Dans l'extrait sur l'évaluation des bibliothèques universitaires, qu'est-ce qui l'emporte encore, selon le rapport de synthèse de Jacques Cordonier, bien que la nécessité de l'évaluation soit reconnue par tous ?

* [EXTRAIT DU TEXTE]
***

L'évaluation des bibliothèques universitaires dans l'espace francophone
actes du congrès de l'ABCDEF, tenu à Dakar les 17 et 18 mars 1993
L'ouvrage analysé ici regroupe les principales communications présentées lors du congrès de l'Association des responsables des bibliothèques et centres de documentation universitaires et de recherche d'expression française (ABCDEF) *. Dans le rapport de synthèse, Jacques Cordonier estime que la nécessité de l'évaluation est reconnue par tous, mais que la méconnaissance des techniques l'emporte encore, malgré l'émergence, en France, de diverses méthodes fragmentaires comme le Tableau de bord ou l'ESGBU (Enquête statistique générale auprès des bibliothèques universitaires).
Définir des objectifs
L'évaluation provient du monde des entreprises qui sert de modèle à l'administration depuis bientôt trente ans.

***

* [DONNÉES FOURNIES]

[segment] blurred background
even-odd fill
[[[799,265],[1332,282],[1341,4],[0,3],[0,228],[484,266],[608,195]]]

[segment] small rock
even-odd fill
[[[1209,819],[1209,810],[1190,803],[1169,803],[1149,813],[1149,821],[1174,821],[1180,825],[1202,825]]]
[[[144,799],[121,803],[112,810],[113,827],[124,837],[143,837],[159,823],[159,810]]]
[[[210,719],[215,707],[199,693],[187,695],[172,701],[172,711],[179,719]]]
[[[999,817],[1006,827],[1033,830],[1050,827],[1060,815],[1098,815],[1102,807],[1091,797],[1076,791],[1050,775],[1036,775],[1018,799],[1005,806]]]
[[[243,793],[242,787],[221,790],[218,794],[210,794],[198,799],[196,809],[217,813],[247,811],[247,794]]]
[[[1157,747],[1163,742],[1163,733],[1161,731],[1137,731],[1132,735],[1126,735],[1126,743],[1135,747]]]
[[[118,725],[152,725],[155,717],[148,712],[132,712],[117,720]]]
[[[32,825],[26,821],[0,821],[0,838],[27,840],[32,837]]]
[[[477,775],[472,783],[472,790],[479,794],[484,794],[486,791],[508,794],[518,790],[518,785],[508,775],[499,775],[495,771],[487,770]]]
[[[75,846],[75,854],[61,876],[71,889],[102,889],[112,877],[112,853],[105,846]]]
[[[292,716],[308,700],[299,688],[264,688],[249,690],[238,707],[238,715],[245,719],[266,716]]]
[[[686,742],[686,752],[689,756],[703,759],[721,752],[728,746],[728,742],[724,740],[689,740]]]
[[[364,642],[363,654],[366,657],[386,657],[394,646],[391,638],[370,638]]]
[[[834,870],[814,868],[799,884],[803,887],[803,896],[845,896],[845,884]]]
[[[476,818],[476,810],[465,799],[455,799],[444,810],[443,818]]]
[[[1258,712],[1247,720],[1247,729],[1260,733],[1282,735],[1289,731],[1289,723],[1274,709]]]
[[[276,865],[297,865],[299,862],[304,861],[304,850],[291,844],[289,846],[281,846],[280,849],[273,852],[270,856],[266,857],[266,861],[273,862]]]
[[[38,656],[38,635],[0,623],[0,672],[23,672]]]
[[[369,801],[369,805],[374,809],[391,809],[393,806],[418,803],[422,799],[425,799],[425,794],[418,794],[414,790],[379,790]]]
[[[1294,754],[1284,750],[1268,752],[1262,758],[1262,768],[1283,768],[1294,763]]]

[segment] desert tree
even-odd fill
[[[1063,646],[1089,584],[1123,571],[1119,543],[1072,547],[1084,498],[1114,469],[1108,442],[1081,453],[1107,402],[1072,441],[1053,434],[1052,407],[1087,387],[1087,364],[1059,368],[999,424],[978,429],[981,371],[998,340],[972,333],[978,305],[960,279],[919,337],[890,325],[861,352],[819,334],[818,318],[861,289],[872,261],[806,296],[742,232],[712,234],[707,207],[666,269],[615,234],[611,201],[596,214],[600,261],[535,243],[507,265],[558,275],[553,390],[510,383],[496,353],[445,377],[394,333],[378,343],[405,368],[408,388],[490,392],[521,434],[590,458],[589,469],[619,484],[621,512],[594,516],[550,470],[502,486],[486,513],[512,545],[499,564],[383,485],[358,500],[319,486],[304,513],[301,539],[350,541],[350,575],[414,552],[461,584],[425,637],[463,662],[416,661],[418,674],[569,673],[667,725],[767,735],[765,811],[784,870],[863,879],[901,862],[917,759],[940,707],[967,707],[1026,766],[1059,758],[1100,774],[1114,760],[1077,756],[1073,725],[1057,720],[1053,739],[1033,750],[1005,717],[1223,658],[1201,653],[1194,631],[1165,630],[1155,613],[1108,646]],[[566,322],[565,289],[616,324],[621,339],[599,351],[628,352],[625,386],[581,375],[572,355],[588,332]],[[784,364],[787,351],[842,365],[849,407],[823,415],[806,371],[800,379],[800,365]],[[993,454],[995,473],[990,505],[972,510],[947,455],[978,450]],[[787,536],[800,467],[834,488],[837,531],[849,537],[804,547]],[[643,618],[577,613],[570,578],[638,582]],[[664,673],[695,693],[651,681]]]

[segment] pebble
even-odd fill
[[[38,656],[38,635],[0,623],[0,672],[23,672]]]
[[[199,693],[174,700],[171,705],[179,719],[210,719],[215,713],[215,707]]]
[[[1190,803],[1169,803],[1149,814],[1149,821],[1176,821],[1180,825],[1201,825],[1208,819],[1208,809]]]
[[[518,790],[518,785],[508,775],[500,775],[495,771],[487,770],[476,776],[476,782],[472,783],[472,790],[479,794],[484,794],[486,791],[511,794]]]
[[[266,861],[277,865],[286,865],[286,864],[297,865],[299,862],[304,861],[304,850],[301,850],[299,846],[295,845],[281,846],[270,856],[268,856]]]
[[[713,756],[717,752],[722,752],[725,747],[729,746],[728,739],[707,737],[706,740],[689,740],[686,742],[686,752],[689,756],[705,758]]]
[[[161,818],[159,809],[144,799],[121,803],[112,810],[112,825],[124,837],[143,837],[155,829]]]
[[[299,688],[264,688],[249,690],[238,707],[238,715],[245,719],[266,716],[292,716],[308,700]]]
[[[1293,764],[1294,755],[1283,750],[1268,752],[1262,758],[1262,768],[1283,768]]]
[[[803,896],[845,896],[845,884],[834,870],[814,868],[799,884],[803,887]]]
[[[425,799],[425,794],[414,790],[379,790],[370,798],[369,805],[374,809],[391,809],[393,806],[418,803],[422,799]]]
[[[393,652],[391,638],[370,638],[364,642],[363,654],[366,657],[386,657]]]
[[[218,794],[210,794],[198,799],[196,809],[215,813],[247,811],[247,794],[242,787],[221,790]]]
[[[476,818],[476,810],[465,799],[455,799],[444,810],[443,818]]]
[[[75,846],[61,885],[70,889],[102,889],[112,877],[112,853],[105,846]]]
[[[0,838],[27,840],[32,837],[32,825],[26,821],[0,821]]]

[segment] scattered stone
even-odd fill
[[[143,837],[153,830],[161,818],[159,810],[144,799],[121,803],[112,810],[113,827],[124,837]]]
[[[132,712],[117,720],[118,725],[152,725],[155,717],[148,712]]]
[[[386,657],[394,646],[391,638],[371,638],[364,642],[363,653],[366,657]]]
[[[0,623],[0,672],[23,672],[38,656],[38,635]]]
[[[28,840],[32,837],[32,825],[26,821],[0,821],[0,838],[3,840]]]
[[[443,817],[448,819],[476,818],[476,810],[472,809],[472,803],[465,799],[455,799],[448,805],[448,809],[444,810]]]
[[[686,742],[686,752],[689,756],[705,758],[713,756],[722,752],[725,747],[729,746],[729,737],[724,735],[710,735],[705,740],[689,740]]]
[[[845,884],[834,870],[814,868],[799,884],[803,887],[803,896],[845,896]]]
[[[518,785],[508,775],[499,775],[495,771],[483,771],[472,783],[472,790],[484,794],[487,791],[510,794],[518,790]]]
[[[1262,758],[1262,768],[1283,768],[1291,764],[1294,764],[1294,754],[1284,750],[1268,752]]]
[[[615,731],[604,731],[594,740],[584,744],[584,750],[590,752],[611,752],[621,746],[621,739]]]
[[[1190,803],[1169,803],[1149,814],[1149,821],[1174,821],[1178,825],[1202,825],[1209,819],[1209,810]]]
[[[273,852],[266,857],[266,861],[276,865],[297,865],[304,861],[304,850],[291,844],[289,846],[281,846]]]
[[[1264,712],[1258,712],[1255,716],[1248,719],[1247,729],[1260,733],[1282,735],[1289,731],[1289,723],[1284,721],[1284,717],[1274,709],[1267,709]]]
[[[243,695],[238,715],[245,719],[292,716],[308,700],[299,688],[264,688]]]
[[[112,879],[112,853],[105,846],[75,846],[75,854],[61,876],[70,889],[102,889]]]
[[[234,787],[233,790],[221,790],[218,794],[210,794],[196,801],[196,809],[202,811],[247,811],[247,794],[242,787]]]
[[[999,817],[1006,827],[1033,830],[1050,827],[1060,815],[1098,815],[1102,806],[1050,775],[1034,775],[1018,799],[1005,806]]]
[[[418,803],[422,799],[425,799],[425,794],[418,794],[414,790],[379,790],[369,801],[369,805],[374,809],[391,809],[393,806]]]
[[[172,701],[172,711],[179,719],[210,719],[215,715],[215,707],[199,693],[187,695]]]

***

* [RÉPONSE RÉDIGÉE] La méconnaissance des techniques l'emporte encore.